### [Work required]
Rewrite the data below, replacing each occurrence of "Found at" with "Located at" and leaving all other text unchanged.

### [Extracted data]
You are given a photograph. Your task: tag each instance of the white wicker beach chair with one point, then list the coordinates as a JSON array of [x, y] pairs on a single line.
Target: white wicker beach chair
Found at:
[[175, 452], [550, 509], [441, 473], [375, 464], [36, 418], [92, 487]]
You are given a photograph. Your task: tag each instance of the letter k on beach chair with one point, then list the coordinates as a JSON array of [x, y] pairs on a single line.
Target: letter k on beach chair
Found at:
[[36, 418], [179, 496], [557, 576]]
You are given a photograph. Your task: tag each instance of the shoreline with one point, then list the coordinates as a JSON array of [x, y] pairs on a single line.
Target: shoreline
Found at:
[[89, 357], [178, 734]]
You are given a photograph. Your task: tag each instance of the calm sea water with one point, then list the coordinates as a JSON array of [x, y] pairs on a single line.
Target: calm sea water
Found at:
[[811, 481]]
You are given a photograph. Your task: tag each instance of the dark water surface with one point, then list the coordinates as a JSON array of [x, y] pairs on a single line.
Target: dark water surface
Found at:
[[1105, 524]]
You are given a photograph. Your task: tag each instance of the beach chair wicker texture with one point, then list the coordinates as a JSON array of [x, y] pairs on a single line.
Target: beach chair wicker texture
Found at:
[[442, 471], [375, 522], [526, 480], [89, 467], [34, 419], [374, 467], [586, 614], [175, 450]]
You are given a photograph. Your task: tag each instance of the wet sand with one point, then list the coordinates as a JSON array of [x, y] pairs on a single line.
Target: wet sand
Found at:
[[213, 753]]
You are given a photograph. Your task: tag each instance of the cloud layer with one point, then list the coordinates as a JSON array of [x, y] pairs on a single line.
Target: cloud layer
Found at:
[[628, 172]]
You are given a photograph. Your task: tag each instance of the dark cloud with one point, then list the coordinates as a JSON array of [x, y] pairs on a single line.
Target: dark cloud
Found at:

### [Task result]
You are given a photograph. Your task: tag each instance of the white wicker beach chair with one point, then list the coordinates as a JSON array of [x, y] pairs on a single line.
Target: white wicker beach chair
Located at:
[[175, 452], [550, 509], [441, 473], [375, 464], [36, 418], [92, 487]]
You are given a photograph. Your task: tag each instance of the letter k on beach chair with one point, then list the coordinates as a JSON array of [x, y] pairs on a single line.
Target: letter k on beach chair
Located at:
[[36, 418], [179, 496], [557, 576]]
You are given a photograph. Your task: tag each instance of the shoreline with one point, then list the coordinates as a JSON array of [x, y] pairs on a single line.
Target: shoreline
Located at:
[[89, 357], [178, 734]]
You are given a photograph. Your task: tag each instance of the calm sea water with one point, then list the coordinates as a JSON array of [x, y] pairs on a single line.
Target: calm sea water
Located at:
[[811, 481]]
You are given a photograph. Your task: tag each instance of the dark water surface with one point, then list the coordinates as a JSON array of [x, y] pairs on a single line.
Target: dark water surface
Located at:
[[1105, 524]]
You are given a photograph. Your task: tag each instance of the beach chair wicker texture with one point, then list the coordinates as a JSON array of [x, y] pairs on a single line.
Target: beach chair wicker texture
Located at:
[[442, 471], [375, 522], [526, 480], [89, 467], [34, 419], [374, 467], [586, 614], [175, 450]]
You are given a photograph. Your task: tag each instance of the wet sand with one point, then list the coordinates as a JSON array of [x, y] pairs on a single line.
Target: wet sand
Located at:
[[213, 753]]
You are given a photograph. Your task: tag each instance of the cloud layer with one point, then list the coordinates as a JSON array of [x, y] pairs on a single line.
Target: cloud layer
Located at:
[[628, 172]]
You are given a photograph. Your task: tag each instance of the dark cloud with one point, then list the coordinates as a JSON array of [x, y] pairs on a single line.
Target: dark cloud
Located at:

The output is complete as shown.